Detection examples:
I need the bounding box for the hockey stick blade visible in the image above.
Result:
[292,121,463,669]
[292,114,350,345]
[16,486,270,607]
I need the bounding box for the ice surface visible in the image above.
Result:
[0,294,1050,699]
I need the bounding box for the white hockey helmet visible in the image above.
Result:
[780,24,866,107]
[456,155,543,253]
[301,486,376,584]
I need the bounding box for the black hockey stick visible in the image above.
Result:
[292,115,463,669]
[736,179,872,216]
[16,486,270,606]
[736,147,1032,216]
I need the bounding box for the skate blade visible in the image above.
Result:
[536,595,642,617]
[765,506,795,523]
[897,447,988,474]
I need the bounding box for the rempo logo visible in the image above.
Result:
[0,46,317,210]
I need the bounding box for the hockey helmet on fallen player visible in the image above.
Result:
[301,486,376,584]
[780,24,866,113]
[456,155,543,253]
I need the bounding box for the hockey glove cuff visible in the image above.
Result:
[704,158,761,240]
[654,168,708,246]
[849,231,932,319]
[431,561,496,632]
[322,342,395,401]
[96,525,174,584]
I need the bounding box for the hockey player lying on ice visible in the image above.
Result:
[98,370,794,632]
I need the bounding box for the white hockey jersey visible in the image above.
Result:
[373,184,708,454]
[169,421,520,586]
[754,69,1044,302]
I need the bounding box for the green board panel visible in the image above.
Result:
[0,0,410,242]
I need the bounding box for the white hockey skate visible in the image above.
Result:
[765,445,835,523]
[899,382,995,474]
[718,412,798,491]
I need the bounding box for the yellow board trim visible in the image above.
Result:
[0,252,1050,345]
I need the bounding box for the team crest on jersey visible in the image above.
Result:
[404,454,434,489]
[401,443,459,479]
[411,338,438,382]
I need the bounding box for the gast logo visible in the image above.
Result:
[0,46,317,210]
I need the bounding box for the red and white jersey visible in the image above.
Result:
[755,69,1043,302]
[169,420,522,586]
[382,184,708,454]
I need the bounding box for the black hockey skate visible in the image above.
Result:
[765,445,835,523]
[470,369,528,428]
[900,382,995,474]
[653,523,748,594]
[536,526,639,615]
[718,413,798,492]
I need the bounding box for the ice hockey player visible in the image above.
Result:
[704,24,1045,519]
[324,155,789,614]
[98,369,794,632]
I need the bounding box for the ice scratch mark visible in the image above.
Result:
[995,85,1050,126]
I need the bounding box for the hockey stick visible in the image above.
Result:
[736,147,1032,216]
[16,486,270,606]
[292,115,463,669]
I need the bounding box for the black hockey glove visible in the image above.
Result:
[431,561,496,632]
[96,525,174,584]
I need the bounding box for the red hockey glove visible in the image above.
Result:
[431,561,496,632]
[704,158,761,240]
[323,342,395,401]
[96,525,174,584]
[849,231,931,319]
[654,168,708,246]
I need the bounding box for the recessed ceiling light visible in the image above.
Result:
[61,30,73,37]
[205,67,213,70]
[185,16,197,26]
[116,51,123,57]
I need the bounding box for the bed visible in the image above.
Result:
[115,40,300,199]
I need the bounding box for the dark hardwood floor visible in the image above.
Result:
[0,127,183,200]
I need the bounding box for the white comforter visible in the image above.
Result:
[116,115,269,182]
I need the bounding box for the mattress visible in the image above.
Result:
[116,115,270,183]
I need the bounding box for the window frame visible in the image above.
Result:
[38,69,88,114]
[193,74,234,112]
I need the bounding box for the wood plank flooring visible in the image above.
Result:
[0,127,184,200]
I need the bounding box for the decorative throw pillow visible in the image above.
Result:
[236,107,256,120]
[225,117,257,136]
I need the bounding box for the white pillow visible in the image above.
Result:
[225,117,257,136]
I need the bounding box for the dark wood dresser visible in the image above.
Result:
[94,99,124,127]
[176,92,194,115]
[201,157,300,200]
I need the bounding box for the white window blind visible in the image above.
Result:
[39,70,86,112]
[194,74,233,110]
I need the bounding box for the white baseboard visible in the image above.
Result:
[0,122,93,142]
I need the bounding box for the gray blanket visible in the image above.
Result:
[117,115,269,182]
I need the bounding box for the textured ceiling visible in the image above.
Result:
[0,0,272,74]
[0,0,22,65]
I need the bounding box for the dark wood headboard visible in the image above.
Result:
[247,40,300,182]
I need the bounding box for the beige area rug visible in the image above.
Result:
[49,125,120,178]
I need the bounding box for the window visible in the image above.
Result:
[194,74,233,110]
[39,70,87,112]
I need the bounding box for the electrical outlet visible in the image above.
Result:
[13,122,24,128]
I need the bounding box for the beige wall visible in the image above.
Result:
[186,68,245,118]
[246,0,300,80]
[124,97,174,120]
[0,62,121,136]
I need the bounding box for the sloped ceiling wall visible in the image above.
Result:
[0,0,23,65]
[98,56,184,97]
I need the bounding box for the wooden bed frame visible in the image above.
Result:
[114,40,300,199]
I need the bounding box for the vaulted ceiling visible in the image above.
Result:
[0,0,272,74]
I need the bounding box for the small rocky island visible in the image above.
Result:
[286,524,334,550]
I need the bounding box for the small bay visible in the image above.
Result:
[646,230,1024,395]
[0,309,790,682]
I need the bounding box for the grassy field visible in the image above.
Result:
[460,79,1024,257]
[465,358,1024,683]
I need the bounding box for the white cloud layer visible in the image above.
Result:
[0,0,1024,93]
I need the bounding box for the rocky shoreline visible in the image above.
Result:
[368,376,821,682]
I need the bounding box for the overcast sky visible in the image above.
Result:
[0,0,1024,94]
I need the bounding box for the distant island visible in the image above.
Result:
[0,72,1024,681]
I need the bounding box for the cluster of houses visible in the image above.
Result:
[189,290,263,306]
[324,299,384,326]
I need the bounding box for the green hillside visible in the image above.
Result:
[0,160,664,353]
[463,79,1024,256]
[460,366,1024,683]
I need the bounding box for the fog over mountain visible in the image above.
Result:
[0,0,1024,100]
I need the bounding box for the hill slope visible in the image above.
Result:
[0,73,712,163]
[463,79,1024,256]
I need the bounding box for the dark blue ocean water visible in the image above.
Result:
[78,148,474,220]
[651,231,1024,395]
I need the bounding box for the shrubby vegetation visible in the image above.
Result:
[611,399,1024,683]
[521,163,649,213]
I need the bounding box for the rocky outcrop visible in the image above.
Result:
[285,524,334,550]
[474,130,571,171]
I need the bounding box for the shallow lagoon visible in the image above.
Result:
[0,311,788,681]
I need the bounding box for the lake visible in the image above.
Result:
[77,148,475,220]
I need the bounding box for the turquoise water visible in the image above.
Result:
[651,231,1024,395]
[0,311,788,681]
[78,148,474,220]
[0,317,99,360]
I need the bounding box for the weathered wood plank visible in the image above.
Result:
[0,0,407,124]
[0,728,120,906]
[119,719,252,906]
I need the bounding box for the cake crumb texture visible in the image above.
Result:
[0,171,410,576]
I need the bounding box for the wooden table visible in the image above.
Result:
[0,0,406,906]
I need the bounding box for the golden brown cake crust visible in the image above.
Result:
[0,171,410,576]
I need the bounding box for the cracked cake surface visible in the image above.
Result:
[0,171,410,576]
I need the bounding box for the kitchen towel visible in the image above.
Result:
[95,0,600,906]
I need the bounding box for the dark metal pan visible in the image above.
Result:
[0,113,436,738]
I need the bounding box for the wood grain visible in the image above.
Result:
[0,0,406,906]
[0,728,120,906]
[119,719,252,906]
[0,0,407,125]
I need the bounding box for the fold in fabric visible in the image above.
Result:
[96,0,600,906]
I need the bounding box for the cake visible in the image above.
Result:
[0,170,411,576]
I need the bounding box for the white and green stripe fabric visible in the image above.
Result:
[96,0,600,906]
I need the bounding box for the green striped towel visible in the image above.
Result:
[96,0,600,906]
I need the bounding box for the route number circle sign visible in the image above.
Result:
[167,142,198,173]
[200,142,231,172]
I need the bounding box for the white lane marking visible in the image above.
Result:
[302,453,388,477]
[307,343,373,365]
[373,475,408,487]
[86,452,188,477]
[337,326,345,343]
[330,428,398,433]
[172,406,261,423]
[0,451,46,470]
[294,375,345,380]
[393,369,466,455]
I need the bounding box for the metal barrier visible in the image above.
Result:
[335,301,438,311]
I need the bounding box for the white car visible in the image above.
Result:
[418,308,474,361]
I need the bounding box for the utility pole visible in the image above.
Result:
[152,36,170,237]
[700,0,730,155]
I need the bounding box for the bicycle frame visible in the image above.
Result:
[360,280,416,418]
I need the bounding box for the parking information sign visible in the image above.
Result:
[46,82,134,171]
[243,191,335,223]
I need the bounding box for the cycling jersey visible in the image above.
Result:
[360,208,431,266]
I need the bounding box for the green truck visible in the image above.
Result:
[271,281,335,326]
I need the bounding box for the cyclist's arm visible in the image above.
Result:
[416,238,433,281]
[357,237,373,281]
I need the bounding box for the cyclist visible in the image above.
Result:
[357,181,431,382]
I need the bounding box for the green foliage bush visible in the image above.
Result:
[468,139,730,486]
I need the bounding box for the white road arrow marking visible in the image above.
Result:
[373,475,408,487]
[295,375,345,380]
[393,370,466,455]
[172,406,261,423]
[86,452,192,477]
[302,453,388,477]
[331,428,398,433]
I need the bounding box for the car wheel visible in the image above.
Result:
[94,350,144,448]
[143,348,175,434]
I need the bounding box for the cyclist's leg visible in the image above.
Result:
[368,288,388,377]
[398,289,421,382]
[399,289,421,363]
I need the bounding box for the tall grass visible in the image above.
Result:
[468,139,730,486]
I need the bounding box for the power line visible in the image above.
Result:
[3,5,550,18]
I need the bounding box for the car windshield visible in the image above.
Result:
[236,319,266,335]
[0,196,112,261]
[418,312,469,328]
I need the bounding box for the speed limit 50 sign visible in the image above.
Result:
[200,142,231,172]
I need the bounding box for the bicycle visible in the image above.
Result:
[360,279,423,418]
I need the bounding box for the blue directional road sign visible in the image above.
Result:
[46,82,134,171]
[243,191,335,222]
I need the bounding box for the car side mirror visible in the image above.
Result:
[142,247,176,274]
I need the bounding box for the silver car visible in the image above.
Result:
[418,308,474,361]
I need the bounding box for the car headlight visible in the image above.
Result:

- Exercise aim
Pull out every line in the entries above that contains the word "green". Case counts.

- Response to the exercise
I need the bounding box for the green board panel visible in the image above.
I need the bounding box for the green hillside visible in the image above.
I need the bounding box for the white and green stripe fabric visible in the image above.
I need the bounding box for the green striped towel visible in the image above.
I need the bounding box for the green truck visible in the image above.
I need the bounding box for the green foliage bush visible in the image above.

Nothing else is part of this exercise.